◆ **Task objective**: Could you write out all the records once more, exactly?

** Information given follows **

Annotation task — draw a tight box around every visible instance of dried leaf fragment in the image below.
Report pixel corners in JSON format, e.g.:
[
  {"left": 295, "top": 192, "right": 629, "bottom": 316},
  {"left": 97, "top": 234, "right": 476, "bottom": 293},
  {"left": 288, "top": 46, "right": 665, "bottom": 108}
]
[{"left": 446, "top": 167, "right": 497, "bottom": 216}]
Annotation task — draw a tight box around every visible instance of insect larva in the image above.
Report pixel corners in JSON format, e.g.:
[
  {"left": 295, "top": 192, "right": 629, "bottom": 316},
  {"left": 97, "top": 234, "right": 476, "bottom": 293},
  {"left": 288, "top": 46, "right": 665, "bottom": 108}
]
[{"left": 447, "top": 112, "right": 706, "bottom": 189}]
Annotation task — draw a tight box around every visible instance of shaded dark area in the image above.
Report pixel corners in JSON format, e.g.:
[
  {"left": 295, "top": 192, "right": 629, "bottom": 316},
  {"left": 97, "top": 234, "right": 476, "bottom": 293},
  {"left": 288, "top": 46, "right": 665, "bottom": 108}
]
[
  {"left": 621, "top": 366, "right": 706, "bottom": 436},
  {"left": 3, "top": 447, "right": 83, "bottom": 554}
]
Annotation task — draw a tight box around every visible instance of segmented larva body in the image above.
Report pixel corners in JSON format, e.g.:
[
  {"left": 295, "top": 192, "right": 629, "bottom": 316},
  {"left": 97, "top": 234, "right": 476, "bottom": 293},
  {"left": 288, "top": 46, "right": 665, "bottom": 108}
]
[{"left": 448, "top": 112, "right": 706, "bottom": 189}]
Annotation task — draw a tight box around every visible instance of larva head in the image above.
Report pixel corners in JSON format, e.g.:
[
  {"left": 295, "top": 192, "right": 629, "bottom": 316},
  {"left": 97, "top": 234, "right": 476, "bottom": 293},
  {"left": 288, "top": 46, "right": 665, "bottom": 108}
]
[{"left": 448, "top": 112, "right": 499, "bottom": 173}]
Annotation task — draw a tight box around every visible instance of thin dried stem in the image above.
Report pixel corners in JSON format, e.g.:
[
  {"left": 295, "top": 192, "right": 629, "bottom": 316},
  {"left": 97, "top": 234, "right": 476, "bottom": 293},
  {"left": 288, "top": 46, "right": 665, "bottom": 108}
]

** End of Information given **

◆ **Result of the exercise**:
Annotation task — draw a tight box around every visible instance of dried leaf fragment in the image below.
Report pixel corners in JSON format, e.g.:
[
  {"left": 295, "top": 192, "right": 629, "bottom": 316},
  {"left": 97, "top": 234, "right": 476, "bottom": 293},
  {"left": 288, "top": 46, "right": 665, "bottom": 108}
]
[{"left": 446, "top": 167, "right": 497, "bottom": 216}]
Annotation task — draw a tight box around every visible instance of insect larva in the image above.
Report pixel corners in JSON format, e.g.:
[
  {"left": 295, "top": 192, "right": 629, "bottom": 316},
  {"left": 97, "top": 234, "right": 476, "bottom": 293},
  {"left": 288, "top": 46, "right": 665, "bottom": 108}
]
[{"left": 447, "top": 112, "right": 706, "bottom": 189}]
Annotation task — draw a tight box around every visible instance of shaded dark area in the image above.
Report pixel corners in JSON format, e.g.:
[
  {"left": 295, "top": 192, "right": 629, "bottom": 316},
  {"left": 97, "top": 234, "right": 476, "bottom": 293},
  {"left": 288, "top": 46, "right": 665, "bottom": 108}
]
[
  {"left": 621, "top": 366, "right": 706, "bottom": 436},
  {"left": 3, "top": 447, "right": 83, "bottom": 554}
]
Annotation task — draw a tight box around every visible instance of segmented larva body in the image above.
Report pixel corners in JSON format, e.g.:
[
  {"left": 295, "top": 192, "right": 629, "bottom": 316},
  {"left": 97, "top": 234, "right": 476, "bottom": 293},
  {"left": 288, "top": 46, "right": 665, "bottom": 108}
]
[{"left": 448, "top": 112, "right": 706, "bottom": 189}]
Annotation task — draw a tight box around every visible instance of larva head in the image above.
Report pixel corners in JSON format, e.g.:
[
  {"left": 295, "top": 192, "right": 629, "bottom": 316},
  {"left": 97, "top": 234, "right": 476, "bottom": 293},
  {"left": 288, "top": 46, "right": 665, "bottom": 108}
]
[{"left": 448, "top": 112, "right": 499, "bottom": 173}]
Annotation task — draw a tight box around every visible instance of thin dried stem in the image above.
Report pixel corners in JSON format, e.g.:
[
  {"left": 295, "top": 192, "right": 629, "bottom": 316},
  {"left": 97, "top": 234, "right": 476, "bottom": 293},
  {"left": 288, "top": 46, "right": 665, "bottom": 108}
]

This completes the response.